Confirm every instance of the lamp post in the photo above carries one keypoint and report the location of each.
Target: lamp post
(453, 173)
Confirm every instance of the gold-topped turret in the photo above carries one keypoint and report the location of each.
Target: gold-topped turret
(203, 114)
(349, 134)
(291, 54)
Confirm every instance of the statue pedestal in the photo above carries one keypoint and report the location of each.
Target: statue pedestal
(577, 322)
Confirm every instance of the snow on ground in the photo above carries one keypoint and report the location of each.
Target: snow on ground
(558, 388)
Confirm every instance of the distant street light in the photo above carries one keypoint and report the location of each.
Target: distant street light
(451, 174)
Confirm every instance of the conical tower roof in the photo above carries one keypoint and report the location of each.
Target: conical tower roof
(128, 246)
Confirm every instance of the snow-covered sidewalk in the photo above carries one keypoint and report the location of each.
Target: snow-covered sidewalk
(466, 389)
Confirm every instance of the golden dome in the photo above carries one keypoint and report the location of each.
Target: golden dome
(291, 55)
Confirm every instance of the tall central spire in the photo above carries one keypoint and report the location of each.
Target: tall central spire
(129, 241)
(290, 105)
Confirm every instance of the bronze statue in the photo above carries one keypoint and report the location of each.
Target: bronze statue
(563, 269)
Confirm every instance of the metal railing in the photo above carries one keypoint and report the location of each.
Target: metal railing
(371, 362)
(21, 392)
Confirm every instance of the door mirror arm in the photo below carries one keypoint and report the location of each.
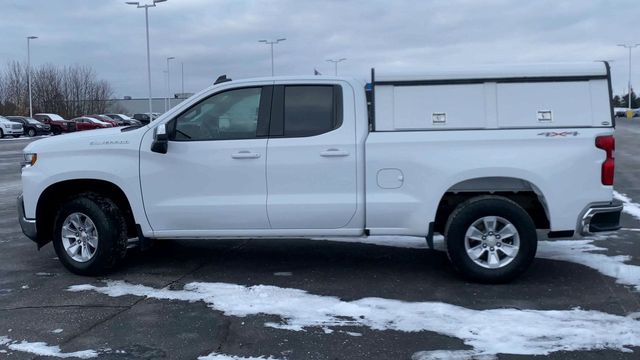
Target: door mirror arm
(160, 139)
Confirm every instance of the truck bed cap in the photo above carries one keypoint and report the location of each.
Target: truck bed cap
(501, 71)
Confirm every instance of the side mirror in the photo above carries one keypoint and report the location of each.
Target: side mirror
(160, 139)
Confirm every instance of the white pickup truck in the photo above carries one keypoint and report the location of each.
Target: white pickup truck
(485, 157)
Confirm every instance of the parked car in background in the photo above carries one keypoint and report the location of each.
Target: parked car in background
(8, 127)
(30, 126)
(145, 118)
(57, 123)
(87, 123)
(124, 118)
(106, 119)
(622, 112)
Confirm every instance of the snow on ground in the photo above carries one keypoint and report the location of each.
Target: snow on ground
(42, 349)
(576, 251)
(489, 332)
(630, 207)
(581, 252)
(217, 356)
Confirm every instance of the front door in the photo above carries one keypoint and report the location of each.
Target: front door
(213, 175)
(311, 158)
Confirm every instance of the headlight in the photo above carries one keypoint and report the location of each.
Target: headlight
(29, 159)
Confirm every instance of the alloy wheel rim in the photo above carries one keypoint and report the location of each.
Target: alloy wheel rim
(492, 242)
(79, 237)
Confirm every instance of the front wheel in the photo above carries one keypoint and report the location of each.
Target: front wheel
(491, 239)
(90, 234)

----

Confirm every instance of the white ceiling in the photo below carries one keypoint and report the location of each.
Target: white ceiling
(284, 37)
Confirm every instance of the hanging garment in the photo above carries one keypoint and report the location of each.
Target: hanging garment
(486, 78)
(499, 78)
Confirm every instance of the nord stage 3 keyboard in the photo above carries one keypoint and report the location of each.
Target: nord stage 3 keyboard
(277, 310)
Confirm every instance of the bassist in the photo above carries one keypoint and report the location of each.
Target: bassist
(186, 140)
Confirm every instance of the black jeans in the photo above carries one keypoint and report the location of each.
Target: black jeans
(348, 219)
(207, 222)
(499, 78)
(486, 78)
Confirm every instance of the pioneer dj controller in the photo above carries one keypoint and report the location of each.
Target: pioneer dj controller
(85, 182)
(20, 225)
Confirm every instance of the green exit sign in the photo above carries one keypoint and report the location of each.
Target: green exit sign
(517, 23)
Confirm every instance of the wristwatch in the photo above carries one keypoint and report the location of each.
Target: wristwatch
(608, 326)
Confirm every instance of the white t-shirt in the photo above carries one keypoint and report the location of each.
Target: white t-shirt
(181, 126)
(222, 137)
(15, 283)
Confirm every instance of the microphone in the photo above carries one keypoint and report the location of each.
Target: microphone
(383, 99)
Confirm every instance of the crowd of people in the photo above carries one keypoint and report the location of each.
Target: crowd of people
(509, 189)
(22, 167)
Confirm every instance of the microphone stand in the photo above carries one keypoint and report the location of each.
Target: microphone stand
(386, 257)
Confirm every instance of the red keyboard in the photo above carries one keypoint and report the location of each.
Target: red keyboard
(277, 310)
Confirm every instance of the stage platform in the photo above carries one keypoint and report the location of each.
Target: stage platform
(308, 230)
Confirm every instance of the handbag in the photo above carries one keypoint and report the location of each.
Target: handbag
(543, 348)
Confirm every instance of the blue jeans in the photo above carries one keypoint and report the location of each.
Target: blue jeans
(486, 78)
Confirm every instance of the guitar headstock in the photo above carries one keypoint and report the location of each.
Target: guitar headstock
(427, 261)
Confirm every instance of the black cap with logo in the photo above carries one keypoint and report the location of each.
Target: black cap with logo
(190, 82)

----

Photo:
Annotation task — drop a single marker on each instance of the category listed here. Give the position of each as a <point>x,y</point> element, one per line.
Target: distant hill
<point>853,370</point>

----

Copy out every line from the data above that has "below" in it.

**TASK SOLUTION:**
Confirm every instance of the door mirror arm in the photo below carries one keypoint and report the location of each.
Confirm every instance of the white ceiling in the photo below carries one keypoint and report the location of each.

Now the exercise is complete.